What the task requires — What is needed is an exact transcription of every record.

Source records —
◆ ◆ ◆

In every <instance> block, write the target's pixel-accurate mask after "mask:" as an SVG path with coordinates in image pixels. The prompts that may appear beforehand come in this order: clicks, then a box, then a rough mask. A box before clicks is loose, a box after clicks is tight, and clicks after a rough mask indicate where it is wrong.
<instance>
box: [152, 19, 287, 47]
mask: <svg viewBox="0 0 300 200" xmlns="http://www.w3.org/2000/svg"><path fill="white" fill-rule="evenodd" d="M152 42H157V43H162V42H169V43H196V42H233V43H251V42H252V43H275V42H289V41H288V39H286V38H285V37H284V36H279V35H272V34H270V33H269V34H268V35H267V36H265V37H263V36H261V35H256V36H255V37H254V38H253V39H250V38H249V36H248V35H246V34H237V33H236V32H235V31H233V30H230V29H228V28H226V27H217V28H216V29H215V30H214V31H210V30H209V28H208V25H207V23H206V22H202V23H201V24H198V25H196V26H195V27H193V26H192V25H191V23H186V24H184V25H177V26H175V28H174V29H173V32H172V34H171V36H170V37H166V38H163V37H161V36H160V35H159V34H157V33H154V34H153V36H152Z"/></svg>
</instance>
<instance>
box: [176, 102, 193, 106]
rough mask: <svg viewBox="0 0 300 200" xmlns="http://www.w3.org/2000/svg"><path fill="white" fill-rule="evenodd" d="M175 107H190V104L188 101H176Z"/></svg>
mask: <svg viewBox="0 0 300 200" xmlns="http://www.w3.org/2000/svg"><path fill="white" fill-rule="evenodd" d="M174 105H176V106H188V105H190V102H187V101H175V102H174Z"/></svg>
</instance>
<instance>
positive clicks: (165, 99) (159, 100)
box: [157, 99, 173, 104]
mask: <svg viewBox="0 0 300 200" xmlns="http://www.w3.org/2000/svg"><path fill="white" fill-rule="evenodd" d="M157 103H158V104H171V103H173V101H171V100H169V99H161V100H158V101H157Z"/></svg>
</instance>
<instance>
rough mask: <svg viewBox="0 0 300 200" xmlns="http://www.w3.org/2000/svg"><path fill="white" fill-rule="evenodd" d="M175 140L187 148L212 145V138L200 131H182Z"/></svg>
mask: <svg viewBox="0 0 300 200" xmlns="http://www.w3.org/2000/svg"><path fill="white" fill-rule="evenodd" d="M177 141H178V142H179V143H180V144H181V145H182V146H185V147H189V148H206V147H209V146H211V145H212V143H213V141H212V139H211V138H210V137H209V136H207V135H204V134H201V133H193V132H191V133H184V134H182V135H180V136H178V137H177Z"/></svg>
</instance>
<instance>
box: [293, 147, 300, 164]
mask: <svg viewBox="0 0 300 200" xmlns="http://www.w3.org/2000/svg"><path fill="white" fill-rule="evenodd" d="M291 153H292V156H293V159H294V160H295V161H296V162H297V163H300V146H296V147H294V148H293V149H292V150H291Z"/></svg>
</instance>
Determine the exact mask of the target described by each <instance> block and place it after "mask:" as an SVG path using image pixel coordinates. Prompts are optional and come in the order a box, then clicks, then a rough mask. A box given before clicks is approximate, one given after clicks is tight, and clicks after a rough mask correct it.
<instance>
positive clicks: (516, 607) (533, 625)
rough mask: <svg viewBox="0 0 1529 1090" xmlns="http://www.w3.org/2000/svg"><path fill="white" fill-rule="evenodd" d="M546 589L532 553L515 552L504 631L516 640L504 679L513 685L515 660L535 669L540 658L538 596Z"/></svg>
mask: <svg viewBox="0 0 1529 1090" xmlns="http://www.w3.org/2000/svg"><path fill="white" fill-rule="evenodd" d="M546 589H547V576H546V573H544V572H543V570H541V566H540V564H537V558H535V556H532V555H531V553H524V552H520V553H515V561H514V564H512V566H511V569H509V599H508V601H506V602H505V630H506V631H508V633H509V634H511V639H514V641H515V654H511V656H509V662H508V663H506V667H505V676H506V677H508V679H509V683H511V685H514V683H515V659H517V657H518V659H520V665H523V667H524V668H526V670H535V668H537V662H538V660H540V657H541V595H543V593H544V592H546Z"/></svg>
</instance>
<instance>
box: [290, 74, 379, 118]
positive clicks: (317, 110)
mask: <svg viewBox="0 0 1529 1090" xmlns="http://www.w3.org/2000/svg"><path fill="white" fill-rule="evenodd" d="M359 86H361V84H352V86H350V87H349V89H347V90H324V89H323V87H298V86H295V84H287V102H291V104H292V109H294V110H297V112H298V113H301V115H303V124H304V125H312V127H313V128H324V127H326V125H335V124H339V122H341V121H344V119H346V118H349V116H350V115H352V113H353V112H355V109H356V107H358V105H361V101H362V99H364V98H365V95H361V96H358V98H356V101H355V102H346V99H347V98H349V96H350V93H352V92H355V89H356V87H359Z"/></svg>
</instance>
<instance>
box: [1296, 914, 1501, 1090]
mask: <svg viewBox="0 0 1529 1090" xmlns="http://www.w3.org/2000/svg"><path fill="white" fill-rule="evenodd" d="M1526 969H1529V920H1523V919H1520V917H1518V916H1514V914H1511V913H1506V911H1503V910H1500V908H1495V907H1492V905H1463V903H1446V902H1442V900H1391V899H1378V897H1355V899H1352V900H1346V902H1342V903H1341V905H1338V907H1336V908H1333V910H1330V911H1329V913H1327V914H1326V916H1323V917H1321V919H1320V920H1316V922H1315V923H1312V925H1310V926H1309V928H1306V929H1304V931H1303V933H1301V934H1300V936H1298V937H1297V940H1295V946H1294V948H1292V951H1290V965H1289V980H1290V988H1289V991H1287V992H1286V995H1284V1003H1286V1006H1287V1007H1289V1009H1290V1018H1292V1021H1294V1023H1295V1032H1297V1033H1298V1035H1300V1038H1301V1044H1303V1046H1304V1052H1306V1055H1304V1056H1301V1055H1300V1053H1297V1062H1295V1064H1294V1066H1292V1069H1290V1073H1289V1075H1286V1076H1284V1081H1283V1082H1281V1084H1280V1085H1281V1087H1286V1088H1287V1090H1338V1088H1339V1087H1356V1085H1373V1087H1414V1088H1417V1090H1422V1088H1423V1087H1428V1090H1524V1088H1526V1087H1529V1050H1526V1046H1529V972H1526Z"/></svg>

◆ ◆ ◆

Response to this task —
In every <instance> block, write the target's pixel-accurate mask after "mask:" as an SVG path with coordinates in image pixels. The prompts that may appear beforehand come in this order: clicks, then a box, then a rough mask. A box before clicks is loose, a box after clicks is tight, and clicks after a rough mask indicate where it is wrong.
<instance>
box: [152, 19, 287, 47]
mask: <svg viewBox="0 0 300 200" xmlns="http://www.w3.org/2000/svg"><path fill="white" fill-rule="evenodd" d="M152 42H157V43H162V42H169V43H196V42H233V43H251V42H252V43H275V42H289V41H288V39H286V38H285V37H284V36H279V35H272V34H270V33H269V34H268V35H267V36H265V37H263V36H261V35H256V36H255V37H254V38H253V39H250V38H249V36H248V35H246V34H237V33H236V32H235V31H233V30H230V29H228V28H226V27H217V28H216V29H215V30H214V31H210V30H209V28H208V25H207V23H206V22H202V23H201V24H198V25H196V26H195V27H193V26H192V25H191V23H186V24H184V25H177V26H175V28H174V29H173V32H172V34H171V36H170V37H166V38H163V37H161V36H160V35H159V34H157V33H154V34H153V36H152Z"/></svg>
</instance>
<instance>
box: [176, 102, 193, 106]
rough mask: <svg viewBox="0 0 300 200" xmlns="http://www.w3.org/2000/svg"><path fill="white" fill-rule="evenodd" d="M175 107H190V104L188 101H176Z"/></svg>
mask: <svg viewBox="0 0 300 200" xmlns="http://www.w3.org/2000/svg"><path fill="white" fill-rule="evenodd" d="M174 105H176V106H188V105H190V102H187V101H175V102H174Z"/></svg>
</instance>
<instance>
positive clicks: (165, 99) (159, 100)
box: [157, 99, 173, 104]
mask: <svg viewBox="0 0 300 200" xmlns="http://www.w3.org/2000/svg"><path fill="white" fill-rule="evenodd" d="M157 103H158V104H171V103H173V101H171V100H169V99H161V100H158V101H157Z"/></svg>
</instance>
<instance>
rough mask: <svg viewBox="0 0 300 200" xmlns="http://www.w3.org/2000/svg"><path fill="white" fill-rule="evenodd" d="M175 140L187 148L212 145V138L200 131H182Z"/></svg>
mask: <svg viewBox="0 0 300 200" xmlns="http://www.w3.org/2000/svg"><path fill="white" fill-rule="evenodd" d="M177 141H178V142H179V143H180V144H181V145H182V146H185V147H189V148H206V147H209V146H211V145H212V143H213V141H212V139H211V138H210V137H209V136H207V135H204V134H201V133H193V132H191V133H184V134H182V135H180V136H178V137H177Z"/></svg>
</instance>
<instance>
box: [293, 147, 300, 164]
mask: <svg viewBox="0 0 300 200" xmlns="http://www.w3.org/2000/svg"><path fill="white" fill-rule="evenodd" d="M291 153H292V156H293V159H294V160H295V161H296V162H297V163H300V146H296V147H294V148H293V149H292V150H291Z"/></svg>
</instance>
Determine the exact mask of the target described by each <instance> block and place it after "mask:" as an SVG path using image pixel coordinates. Prompts are optional and come in the order a box, then clicks, then a rough mask. A box given before clicks is approximate, one given after clicks is tight, and clicks after a rough mask correct it.
<instance>
positive clicks: (516, 607) (533, 625)
rough mask: <svg viewBox="0 0 1529 1090" xmlns="http://www.w3.org/2000/svg"><path fill="white" fill-rule="evenodd" d="M546 589L532 553L515 552L504 631L516 640L504 679L513 685L515 660L535 669L540 658L538 596Z"/></svg>
mask: <svg viewBox="0 0 1529 1090" xmlns="http://www.w3.org/2000/svg"><path fill="white" fill-rule="evenodd" d="M546 589H547V576H546V573H544V572H543V570H541V566H540V564H537V558H535V556H532V555H531V553H524V552H520V553H515V561H514V564H512V566H511V569H509V599H508V601H506V602H505V630H506V631H508V633H509V634H511V639H514V641H515V654H511V656H509V662H508V663H506V667H505V676H506V677H508V679H509V683H511V685H514V683H515V659H517V657H518V659H520V665H523V667H524V668H526V670H535V668H537V662H538V660H540V657H541V595H543V593H544V592H546Z"/></svg>
</instance>
<instance>
box: [290, 74, 379, 118]
positive clicks: (317, 110)
mask: <svg viewBox="0 0 1529 1090" xmlns="http://www.w3.org/2000/svg"><path fill="white" fill-rule="evenodd" d="M359 86H361V84H352V86H350V87H349V89H347V90H324V89H323V87H298V86H295V84H287V102H291V104H292V109H294V110H297V112H298V113H301V115H303V124H304V125H312V127H313V128H324V127H326V125H335V124H339V122H341V121H344V119H346V118H349V116H350V115H352V113H353V112H355V109H356V107H358V105H361V101H362V99H364V98H365V95H361V96H358V98H356V101H355V102H346V99H347V98H349V96H350V93H352V92H355V89H356V87H359Z"/></svg>
</instance>
<instance>
box: [1296, 914, 1501, 1090]
mask: <svg viewBox="0 0 1529 1090" xmlns="http://www.w3.org/2000/svg"><path fill="white" fill-rule="evenodd" d="M1526 969H1529V920H1523V919H1520V917H1518V916H1514V914H1511V913H1506V911H1503V910H1500V908H1495V907H1492V905H1463V903H1446V902H1442V900H1391V899H1378V897H1355V899H1352V900H1346V902H1342V903H1341V905H1338V907H1336V908H1333V910H1330V911H1329V913H1327V914H1326V916H1323V917H1321V919H1320V920H1316V922H1315V923H1312V925H1310V926H1309V928H1306V929H1304V931H1303V933H1301V934H1300V936H1298V937H1297V940H1295V946H1294V948H1292V951H1290V965H1289V980H1290V988H1289V991H1287V992H1286V995H1284V1003H1286V1006H1287V1007H1289V1009H1290V1018H1292V1021H1294V1023H1295V1032H1297V1033H1298V1035H1300V1038H1301V1044H1303V1046H1304V1052H1306V1055H1304V1056H1301V1055H1300V1053H1297V1062H1295V1064H1294V1066H1292V1069H1290V1073H1289V1075H1286V1076H1284V1081H1283V1082H1281V1084H1280V1085H1281V1087H1286V1088H1287V1090H1338V1088H1339V1087H1356V1085H1373V1087H1414V1088H1417V1090H1422V1088H1423V1087H1428V1090H1524V1088H1526V1087H1529V1050H1526V1046H1529V972H1526Z"/></svg>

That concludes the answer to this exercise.